▸ Consignes
a - Répondez aux questions suivantes à partir de l'entretien sur Ikhéa reproduit plus bas.
(i) Quelle date de fin l'en-tête indique-t-il ?
(ii) Selon le directeur, où les musiciens auraient-ils pu travailler dans des conditions plus traditionnelles ?
(iii) D'après le directeur, qu'est-ce qui rend crédible une évolution des méthodes de production vers le processus plutôt que vers les objets ?
b - Reprenez mot pour mot, dans l'entretien sur Ikhéa, tout ce qui va de « JEAN_BAPTISTE FARKAS • » jusqu'à « d’en faire l’historique. ».

▸ Texte support
• • • • •

JEAN_BAPTISTE FARKAS • L'ATELIER DE PRODUCTION IKHEA • [6 décembre 2001-27 janvier 2002]
à l'Espace d'art contemporain, 55 rue du Montparnasse, 75014 Paris. ikéha@mageos.com




1. Paul Eder : Ikhéa : expliquez-nous le principe de cette entreprise. Je vous propose ensuite d’en faire l’historique.
1. Le directeur : J’ai entendu dire qu’en musique, un certain nombre d’artistes tentent d’instaurer un nouveau type de rapports avec leur public : le dialogue prend une place prioritaire dans la fabrication de l’œuvre telle qu’ils la conçoivent. Leur technique de travail consiste à tenir compte, en temps réel, des réactions des auditeurs en présence desquels ils jouent. Et d’intégrer ces réactions à l’œuvre en cours. Ils explorent les possibilités d’un face à face qui présente à coups sûr plus de risques qu’un travail qui aurait vu le jour dans des conditions plus traditionnelles (ils auraient pu travailler en studio). Même si cette expérience entraîne derrière elle un certain nombre d’inconnues qu’il faudra gérer à un moment ou à un autre du processus de réalisation, pourquoi ne pas l’appliquer à toute autre forme de production ? Et, plutôt que de se tourner systématiquement vers l’objet fini, pourquoi ne pas se pencher d’avantage sur le processus pris pour lui-même ? On critique ce genre de méthodes parce qu’elles n’ont souvent laissé que du vent derrière elles. Or ce qui autorise et rend crédible une possible évolution des méthodes de production dans ce sens, s’intéresser au processus plutôt qu’aux objets qui en sont issus, réside dans l’incroyable puissance des outils de sauvegarde dont nous disposons aujourd’hui. La trace enregistrée acquière un statut qu’aucune autre époque n’aurait pu lui accorder. A partir de ce fait en grande partie technologique, un processus de travail n’a pas forcément besoin d’aboutir pour nous intéresser. Chacune de ses étapes nous interpelle dès qu’elle est mise en mémoire. Que peut donc bien nous apporter un processus s’il n’aboutit pas ? Cette question résume à peu près toutes les directions empruntées jusqu’à maintenant par Ikhéa. Inopérance, inefficacité, improductivité ont-elles aussi droit à la visibilité et à l’existence. Assumer ce principe relève essentiellement d’un point de vue moral : vais-je me faire du mal si je ne montre que des choses qui ne marchent pas et si je laisse de côté toutes celles qui avaient une chance d’exister ? Comme tout dans la vie ne finit pas forcément bien et qu’à partir d’un moment on le sait, quand une mise en œuvre devient par principe improductive, on peut tout de même y voir une espèce d’hommage rendu à la nature (rires). Je fais sans doute partie des gens pour qui la complexité joue un rôle important. Je ne peux me résoudre à être simpliste.

• • • • •

▸ Données fournies
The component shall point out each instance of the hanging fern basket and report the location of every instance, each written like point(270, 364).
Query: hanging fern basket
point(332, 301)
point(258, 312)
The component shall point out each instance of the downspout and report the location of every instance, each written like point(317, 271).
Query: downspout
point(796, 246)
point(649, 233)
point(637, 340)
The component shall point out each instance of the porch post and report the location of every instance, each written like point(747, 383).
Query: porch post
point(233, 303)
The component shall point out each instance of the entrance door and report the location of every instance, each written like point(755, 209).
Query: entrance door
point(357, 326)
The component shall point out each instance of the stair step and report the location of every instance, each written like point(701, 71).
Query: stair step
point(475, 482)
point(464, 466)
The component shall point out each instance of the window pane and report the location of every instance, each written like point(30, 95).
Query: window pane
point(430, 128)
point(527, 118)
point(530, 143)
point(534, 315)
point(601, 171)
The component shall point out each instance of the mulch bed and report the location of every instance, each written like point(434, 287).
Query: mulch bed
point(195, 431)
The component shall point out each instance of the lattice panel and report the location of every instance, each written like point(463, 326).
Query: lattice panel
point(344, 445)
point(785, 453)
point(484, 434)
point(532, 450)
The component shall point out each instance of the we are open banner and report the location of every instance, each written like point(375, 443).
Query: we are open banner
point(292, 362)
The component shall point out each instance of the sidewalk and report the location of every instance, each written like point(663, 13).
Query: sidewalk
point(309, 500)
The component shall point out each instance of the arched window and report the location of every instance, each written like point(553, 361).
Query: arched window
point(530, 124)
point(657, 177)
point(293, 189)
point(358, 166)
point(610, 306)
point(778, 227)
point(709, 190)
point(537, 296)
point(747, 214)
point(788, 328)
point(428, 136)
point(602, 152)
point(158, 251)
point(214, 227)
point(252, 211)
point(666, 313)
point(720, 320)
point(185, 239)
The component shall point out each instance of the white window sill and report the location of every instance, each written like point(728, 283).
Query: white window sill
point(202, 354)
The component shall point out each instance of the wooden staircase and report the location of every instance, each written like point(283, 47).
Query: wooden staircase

• • • • •

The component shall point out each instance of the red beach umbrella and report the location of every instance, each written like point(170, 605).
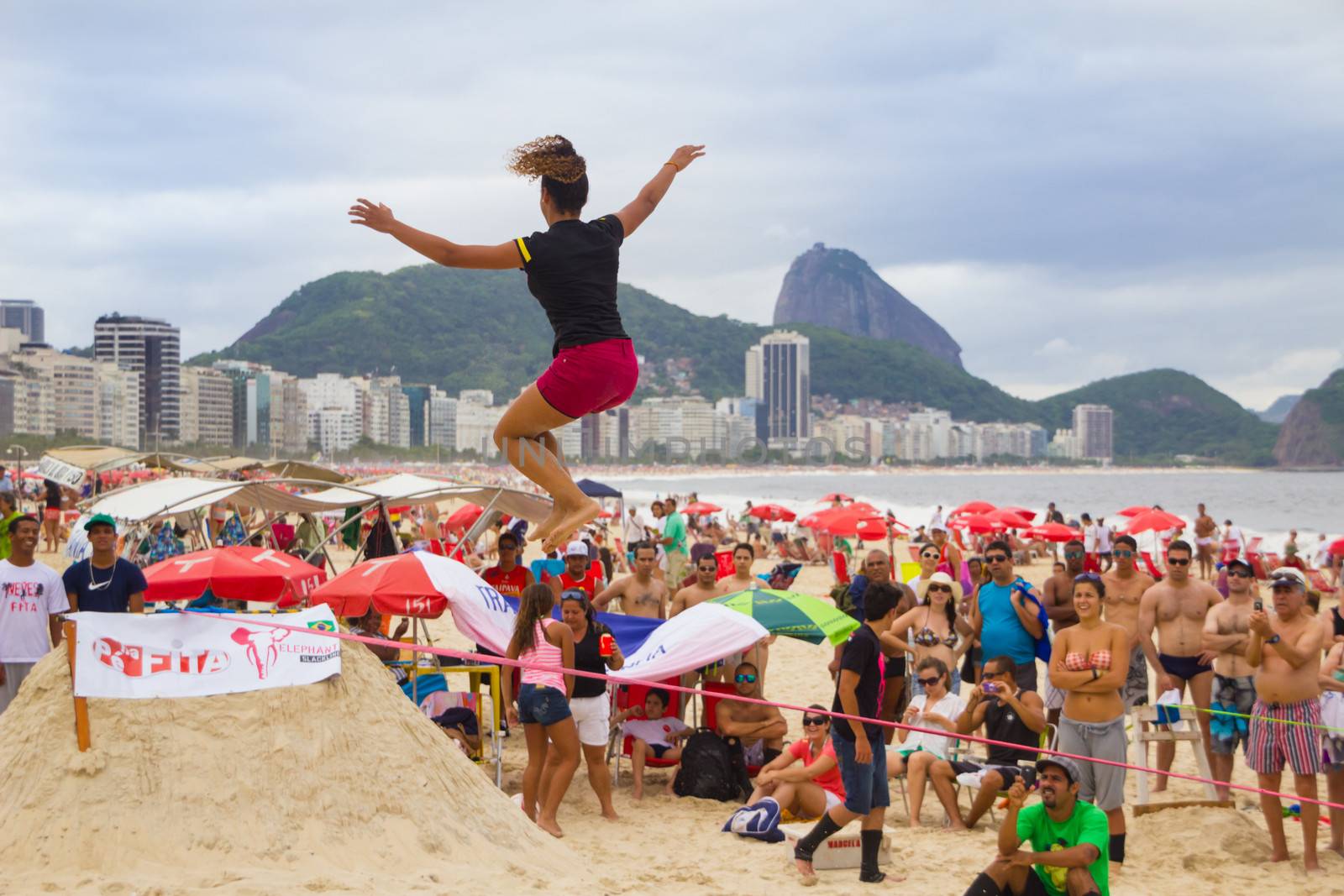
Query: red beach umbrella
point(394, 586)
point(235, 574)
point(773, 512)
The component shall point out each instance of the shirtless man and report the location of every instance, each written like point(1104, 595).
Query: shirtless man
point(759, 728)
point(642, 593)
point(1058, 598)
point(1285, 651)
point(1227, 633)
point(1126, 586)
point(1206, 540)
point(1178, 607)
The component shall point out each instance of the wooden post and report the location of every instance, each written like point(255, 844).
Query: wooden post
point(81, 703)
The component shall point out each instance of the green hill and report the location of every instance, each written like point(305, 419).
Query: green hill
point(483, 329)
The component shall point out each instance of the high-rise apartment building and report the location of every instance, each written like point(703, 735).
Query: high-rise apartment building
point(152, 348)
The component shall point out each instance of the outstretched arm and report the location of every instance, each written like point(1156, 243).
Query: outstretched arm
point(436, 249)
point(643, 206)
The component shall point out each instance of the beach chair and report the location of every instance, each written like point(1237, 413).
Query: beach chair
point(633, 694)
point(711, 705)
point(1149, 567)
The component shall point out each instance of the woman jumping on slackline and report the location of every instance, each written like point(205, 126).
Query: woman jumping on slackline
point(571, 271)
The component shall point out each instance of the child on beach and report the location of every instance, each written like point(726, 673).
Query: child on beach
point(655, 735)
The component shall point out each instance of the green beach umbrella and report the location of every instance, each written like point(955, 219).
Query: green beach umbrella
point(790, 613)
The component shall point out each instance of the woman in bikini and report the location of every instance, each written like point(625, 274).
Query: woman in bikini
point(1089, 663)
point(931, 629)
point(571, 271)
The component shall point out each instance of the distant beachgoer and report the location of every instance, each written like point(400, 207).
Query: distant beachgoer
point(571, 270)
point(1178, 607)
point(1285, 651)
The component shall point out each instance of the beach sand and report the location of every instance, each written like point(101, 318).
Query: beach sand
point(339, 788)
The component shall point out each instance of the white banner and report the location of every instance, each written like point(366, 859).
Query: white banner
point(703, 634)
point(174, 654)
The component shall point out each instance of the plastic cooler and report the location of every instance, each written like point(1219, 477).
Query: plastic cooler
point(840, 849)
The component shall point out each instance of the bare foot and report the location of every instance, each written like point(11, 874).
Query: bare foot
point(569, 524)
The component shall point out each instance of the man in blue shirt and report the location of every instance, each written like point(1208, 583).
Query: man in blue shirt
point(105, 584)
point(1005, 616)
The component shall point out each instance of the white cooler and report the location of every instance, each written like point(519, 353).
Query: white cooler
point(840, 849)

• • • • •

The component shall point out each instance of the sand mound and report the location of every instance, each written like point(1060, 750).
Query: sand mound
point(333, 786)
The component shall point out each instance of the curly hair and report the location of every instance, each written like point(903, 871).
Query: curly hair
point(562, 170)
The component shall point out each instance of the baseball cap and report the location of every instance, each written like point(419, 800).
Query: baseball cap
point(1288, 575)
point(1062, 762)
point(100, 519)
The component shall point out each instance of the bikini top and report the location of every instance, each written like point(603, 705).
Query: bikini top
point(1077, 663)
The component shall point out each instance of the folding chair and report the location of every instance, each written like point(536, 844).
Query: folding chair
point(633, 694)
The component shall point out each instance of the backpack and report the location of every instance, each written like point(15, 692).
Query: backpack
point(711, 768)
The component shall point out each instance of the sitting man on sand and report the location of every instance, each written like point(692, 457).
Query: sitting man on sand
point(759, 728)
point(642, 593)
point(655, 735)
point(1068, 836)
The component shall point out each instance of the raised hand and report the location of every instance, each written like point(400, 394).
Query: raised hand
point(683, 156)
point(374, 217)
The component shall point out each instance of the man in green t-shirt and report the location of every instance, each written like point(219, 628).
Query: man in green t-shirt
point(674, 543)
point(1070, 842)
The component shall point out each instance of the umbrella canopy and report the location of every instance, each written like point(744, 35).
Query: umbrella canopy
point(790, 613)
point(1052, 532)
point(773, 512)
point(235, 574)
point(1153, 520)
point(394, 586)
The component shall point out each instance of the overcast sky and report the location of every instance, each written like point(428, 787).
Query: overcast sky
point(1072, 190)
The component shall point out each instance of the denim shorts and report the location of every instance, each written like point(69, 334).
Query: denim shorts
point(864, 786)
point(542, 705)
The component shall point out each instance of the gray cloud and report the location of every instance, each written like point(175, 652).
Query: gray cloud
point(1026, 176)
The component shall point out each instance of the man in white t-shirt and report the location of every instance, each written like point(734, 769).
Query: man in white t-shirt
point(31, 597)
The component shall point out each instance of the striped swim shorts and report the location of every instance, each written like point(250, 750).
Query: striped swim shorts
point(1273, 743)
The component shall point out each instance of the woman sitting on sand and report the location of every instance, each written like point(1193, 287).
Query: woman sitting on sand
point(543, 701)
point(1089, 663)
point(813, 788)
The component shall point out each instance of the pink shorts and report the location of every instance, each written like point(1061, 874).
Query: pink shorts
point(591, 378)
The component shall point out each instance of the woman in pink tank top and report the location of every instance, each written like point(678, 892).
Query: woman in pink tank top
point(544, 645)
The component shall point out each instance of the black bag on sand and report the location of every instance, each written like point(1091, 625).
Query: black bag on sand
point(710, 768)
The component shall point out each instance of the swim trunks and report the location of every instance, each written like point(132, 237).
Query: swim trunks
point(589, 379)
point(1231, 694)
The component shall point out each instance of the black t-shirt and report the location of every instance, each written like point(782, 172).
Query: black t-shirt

• • • • •

▸ Réponses par consigne
a -
(i) Le 27 janvier 2002.
(ii) En studio.
(iii) L'incroyable puissance des outils de sauvegarde dont nous disposons aujourd'hui.

b -
JEAN_BAPTISTE FARKAS • L'ATELIER DE PRODUCTION IKHEA • [6 décembre 2001-27 janvier 2002]
à l'Espace d'art contemporain, 55 rue du Montparnasse, 75014 Paris. ikéha@mageos.com




1. Paul Eder : Ikhéa : expliquez-nous le principe de cette entreprise. Je vous propose ensuite d’en faire l’historique.